→ TEXTO DEL EJERCICIO
Los relacionistas públicos y los periodistas institucionales se han convertido en formidables barreras para el acceso a la información de interés público. Protocolos y trámites, justificados por supuestas razones de orden y optimización de la comunicación, terminan entorpeciéndola, y no de manera inocente.
La burocratización de la rendición de cuentas sirve para demorarla, en ocasiones lo suficiente para hacer correcciones o disimular faltas. En otras oportunidades, sirve al funcionario de escondite frente a los cuestionamientos. Nunca es inocua, ni siquiera cuando lo aparenta.
En ocasiones, la exigencia de una “petición formal” y otras maromas solo tiene por objeto preservar el rito. En esos casos, la administración no teme la divulgación de la información, pero aprovecha la oportunidad de reafirmar los requisitos. Así los mantiene incólumes para invocarlos más tarde, cuando resulten verdaderamente útiles contra la transparencia.

→ DATOS
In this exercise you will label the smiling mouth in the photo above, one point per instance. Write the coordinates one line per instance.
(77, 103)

→ CONSIGNA A
Responde estas preguntas sobre el texto acerca del acceso a la información:
(i) ¿Quiénes se han convertido en barreras para el acceso a la información de interés público?
(ii) ¿Con qué supuestas razones se justifican los protocolos y trámites?
(iii) ¿Qué exigencia se menciona junto a "otras maromas"?
→ CONSIGNA B
Indica si cada afirmación concuerda con el texto acerca del acceso a la información, citando las palabras que lo deciden:
(i) La burocratización de la rendición de cuentas puede servir al funcionario para esconderse.
(ii) La burocratización de la rendición de cuentas a veces es inocua.
(iii) Cuando solo se busca preservar el rito, la administración teme la divulgación de la información.
→ CONSIGNA C
Prosigue el texto acerca del acceso a la información a partir de su última oración.

→ RESPUESTA A
(i) Los relacionistas públicos y los periodistas institucionales.
(ii) Con supuestas razones de orden y optimización de la comunicación.
(iii) La exigencia de una "petición formal".

→ RESPUESTA B
(i) Sí: "En otras oportunidades, sirve al funcionario de escondite frente a los cuestionamientos."
(ii) No: "Nunca es inocua, ni siquiera cuando lo aparenta."
(iii) No: "En esos casos, la administración no teme la divulgación de la información"

→ RESPUESTA C
No hace mucho tuve la experiencia con una de las instituciones menos transparentes del país, la Caja Costarricense de Seguro Social (CCSS), aficionada a la opacidad ya se trate de pensiones o de cirugías cardíacas en el Hospital de Niños, para citar dos ejemplos de triste memoria. El joven médico recientemente encargado del programa de trasplantes, sobre el cual La Nación ha venido informando con sentido crítico, visitó nuestra redacción para ser entrevistado. Cuando lo conocí, le propuse otra entrevista, a lo cual accedió, pero le acompañaba una funcionaria que no tardó en exigir la “solicitud formal”. En el acto renuncié a la entrevista, sin expresárselo al médico invitado.
A lo largo de una carrera ya larga, demasiado, según mi legión de críticos, pocas veces he participado en el juego de los relacionistas públicos. Los periodistas no debemos pedir permiso para preguntar a quienes están obligados a rendir cuentas. El periodismo, como los salmones, se fortalece nadando contra corriente. Sus mayores aportes surgen de saltar la cerca, no de rogarle a otros abrir la tranquera.
Nuestra función cobra su verdadero valor cuando informamos lo que otros quieren mantener oculto, y en esa labor poca utilidad tienen los relacionistas públicos y periodistas institucionales si no comprenden, a su vez,el verdadero valor de su profesión: facilitar el flujo de la información hacia los ciudadanos, fuente de sus salarios. Así se los demanda la ley, a ellos y a quienes los contratan. Nunca debemos olvidarlo.
Armando González es editor general del Grupo Nación y director de La Nación.